Collect the lines of the entries where "below" shows up.

## RECORD EXTRACTS
---

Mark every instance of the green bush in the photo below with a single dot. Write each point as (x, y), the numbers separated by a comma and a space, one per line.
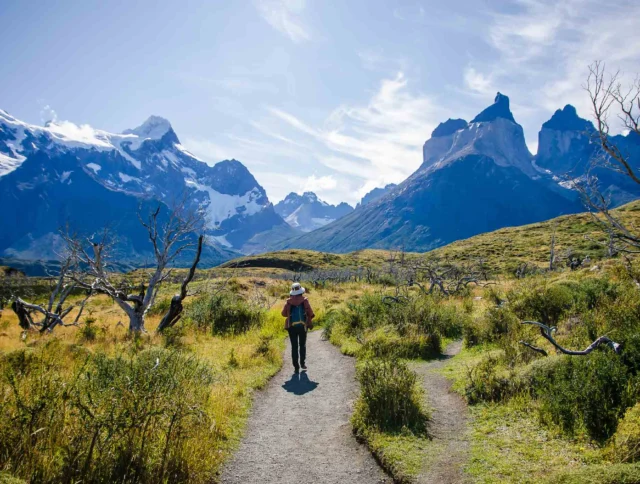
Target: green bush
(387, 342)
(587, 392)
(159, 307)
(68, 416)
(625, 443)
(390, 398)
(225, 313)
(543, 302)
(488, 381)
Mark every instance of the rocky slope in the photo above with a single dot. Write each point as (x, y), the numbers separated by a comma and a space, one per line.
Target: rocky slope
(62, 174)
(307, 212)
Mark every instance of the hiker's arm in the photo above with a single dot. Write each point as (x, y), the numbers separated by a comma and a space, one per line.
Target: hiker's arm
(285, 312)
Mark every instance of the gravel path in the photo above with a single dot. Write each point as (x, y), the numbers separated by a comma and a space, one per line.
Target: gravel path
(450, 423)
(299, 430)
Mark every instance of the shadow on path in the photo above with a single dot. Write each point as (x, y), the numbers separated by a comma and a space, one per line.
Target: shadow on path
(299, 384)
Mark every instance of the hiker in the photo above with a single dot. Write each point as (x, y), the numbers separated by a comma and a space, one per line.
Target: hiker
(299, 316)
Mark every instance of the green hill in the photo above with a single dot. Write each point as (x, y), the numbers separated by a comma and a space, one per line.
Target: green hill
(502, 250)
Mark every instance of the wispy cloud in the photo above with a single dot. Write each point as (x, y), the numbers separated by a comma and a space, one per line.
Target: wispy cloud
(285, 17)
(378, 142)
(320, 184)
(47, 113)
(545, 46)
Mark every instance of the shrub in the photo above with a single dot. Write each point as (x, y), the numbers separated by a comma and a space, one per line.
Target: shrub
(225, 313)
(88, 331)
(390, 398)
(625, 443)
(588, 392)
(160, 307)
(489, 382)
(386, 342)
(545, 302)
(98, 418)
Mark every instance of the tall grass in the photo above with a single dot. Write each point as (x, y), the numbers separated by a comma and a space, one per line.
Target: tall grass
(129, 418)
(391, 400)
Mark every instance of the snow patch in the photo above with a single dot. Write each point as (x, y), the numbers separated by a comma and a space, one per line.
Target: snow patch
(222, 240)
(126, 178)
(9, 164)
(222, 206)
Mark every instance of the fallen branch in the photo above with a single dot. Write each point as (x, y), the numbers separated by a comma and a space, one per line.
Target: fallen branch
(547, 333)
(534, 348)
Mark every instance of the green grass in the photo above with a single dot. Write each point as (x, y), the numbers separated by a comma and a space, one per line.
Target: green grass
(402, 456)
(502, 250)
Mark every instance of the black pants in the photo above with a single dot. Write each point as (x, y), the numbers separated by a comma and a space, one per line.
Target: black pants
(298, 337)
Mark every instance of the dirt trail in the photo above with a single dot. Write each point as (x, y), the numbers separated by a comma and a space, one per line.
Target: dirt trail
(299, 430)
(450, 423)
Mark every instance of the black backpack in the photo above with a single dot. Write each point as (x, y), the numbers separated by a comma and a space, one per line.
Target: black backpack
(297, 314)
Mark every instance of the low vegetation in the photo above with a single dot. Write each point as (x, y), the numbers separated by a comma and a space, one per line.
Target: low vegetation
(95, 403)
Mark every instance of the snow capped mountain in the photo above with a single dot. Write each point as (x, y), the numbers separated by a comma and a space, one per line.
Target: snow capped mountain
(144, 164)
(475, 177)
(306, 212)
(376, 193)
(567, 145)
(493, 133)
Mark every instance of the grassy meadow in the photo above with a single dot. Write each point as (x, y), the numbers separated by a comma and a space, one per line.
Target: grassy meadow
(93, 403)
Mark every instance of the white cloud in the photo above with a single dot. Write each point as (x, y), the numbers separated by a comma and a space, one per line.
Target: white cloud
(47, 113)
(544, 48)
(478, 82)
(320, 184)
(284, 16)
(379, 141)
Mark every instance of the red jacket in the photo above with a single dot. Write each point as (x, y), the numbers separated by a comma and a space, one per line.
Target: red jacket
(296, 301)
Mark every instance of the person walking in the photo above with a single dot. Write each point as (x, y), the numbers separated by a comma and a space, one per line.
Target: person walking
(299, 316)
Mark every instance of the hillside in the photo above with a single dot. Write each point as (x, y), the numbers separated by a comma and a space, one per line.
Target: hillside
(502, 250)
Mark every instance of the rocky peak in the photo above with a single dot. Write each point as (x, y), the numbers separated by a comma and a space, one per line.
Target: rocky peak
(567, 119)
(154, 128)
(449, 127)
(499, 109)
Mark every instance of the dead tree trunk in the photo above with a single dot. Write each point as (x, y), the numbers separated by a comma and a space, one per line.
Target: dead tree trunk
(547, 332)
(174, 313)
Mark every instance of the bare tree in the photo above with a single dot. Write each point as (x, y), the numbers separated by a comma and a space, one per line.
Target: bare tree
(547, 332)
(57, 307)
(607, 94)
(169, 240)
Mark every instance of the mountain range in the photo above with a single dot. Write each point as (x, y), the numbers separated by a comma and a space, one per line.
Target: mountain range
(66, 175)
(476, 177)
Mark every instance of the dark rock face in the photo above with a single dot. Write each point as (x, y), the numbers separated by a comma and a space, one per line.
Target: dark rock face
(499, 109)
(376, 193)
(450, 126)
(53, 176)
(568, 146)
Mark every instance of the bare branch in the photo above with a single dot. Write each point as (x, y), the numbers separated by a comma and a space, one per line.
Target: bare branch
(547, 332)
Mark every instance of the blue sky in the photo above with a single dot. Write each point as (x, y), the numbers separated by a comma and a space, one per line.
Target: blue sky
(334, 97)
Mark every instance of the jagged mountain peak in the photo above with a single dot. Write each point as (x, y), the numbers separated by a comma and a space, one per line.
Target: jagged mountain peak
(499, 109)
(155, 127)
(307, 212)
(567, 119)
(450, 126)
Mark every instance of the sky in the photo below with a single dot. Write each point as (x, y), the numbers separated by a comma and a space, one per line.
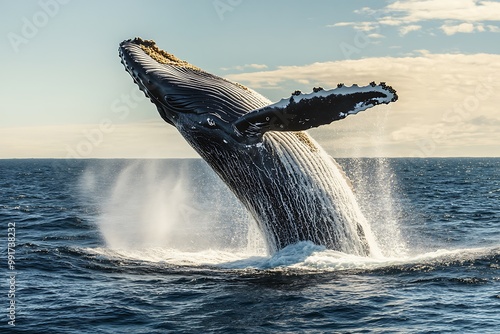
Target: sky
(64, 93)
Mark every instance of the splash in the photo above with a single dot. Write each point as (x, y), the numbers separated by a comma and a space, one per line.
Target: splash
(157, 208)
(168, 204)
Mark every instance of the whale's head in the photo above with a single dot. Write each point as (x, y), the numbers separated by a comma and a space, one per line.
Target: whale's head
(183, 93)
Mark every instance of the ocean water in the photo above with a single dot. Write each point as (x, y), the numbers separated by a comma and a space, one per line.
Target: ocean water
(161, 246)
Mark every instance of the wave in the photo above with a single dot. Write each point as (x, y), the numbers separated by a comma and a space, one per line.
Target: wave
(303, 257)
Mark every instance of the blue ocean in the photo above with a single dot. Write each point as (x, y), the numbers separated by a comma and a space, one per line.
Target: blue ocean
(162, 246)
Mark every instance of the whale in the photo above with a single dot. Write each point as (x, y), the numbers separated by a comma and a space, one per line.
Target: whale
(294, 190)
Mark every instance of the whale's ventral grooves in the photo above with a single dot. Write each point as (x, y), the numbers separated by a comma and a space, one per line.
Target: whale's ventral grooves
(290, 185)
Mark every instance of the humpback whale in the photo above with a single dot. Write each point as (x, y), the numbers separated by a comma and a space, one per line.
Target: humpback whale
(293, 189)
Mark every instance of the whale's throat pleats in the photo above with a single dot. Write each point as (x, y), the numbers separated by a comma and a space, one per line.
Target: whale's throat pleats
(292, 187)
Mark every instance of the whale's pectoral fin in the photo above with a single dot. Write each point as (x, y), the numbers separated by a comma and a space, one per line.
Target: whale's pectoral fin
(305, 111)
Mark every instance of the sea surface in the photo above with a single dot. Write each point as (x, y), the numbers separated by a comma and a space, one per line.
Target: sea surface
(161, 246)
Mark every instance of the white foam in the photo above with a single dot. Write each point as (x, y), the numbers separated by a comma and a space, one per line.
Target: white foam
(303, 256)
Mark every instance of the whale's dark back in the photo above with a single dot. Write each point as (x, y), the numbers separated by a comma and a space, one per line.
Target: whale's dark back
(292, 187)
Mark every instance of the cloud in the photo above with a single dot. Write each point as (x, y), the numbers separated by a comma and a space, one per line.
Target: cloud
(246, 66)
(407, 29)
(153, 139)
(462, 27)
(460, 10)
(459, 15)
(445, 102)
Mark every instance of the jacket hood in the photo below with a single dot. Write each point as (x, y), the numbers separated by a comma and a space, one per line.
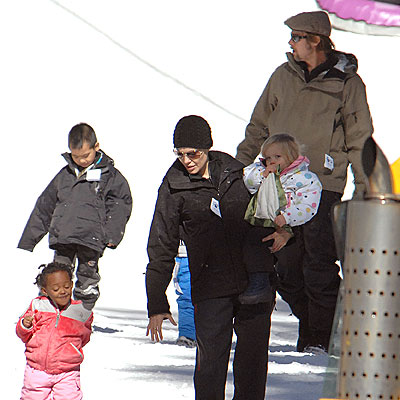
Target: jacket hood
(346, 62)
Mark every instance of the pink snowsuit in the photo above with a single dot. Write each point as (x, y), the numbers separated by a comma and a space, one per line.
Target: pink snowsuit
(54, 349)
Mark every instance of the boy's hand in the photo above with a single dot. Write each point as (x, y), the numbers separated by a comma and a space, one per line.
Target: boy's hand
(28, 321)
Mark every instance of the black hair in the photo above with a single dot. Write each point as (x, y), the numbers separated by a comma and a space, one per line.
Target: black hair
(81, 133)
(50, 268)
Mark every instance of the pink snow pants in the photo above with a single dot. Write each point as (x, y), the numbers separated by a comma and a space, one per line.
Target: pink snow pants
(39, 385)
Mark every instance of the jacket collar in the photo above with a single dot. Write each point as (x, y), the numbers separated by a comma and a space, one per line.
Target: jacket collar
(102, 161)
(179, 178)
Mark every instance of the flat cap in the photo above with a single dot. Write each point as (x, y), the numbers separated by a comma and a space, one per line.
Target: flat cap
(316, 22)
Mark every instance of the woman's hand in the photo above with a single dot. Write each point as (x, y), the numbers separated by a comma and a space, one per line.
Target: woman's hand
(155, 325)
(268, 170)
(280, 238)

---

## SOLUTION TO THIS PROBLEM
Mark every instance of the green bush in the photo below with a single dot. Write each point as (x, y), the numbers separated by a comma and a space, one per line.
Mark every instance of the sky in the photo below with a single dot. Write each point as (x, y), the numbers separated by a comma and a space, one per line.
Mark every instance of the jacket hood in the photo below with a single dot. Write each point as (x, y), the numbers separated by a comma and a space, one per line.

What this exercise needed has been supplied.